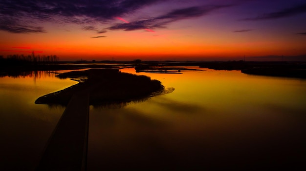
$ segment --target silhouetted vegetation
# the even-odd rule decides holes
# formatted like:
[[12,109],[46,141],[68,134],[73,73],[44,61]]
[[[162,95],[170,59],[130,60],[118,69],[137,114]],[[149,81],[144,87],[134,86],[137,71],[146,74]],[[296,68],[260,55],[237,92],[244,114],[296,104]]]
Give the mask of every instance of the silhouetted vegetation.
[[90,69],[59,75],[61,78],[84,76],[88,78],[83,83],[39,97],[35,103],[66,105],[76,92],[84,90],[89,90],[90,105],[118,103],[148,97],[164,89],[158,80],[151,80],[144,76],[121,73],[117,69]]
[[21,66],[56,64],[59,58],[56,55],[35,56],[33,52],[28,55],[10,55],[6,58],[1,56],[0,59],[1,65]]

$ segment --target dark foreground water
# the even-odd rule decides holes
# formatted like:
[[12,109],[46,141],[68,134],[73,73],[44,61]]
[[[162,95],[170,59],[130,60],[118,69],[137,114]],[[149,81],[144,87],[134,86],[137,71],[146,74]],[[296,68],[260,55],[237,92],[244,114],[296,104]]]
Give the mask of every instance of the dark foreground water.
[[[175,91],[90,106],[87,170],[305,168],[306,80],[203,69],[141,73]],[[0,78],[1,168],[35,168],[65,108],[34,102],[76,83],[34,76]]]

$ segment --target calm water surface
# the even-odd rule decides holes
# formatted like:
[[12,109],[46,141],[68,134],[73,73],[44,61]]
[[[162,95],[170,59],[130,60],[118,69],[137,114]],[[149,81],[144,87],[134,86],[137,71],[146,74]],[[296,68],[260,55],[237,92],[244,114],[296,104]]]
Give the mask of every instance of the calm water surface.
[[[121,107],[90,106],[87,170],[302,166],[306,80],[202,69],[137,74],[175,90]],[[35,100],[76,83],[40,76],[0,78],[5,168],[34,168],[65,110]]]

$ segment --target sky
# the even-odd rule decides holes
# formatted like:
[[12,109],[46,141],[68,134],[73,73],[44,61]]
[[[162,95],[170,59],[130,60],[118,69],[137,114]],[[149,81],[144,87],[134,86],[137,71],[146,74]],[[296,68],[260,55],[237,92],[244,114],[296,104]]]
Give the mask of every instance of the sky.
[[0,38],[4,57],[306,61],[306,0],[0,0]]

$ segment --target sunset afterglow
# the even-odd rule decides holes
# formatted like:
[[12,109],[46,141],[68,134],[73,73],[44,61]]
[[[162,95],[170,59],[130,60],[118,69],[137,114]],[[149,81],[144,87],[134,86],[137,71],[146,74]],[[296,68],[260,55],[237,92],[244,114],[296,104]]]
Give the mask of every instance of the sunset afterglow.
§
- [WHAT YOU HAVE TO DO]: Please reproduce the stretch from the line containing "--target sunset afterglow" through the end of the listing, swapping "sunset afterglow" for "twilight glow" wherever it occurs and leaving everything else unchanged.

- [RESULT BELOW]:
$ segment --target twilight glow
# the even-odd rule decides holes
# formatted like:
[[12,109],[46,141],[68,134],[73,73],[44,61]]
[[[162,95],[170,59],[130,60],[118,69],[137,114]],[[149,81],[144,87],[134,86],[137,71],[146,74]],[[296,68],[260,55],[237,92],[244,114],[296,104]]]
Give the mask of every instance of the twilight glow.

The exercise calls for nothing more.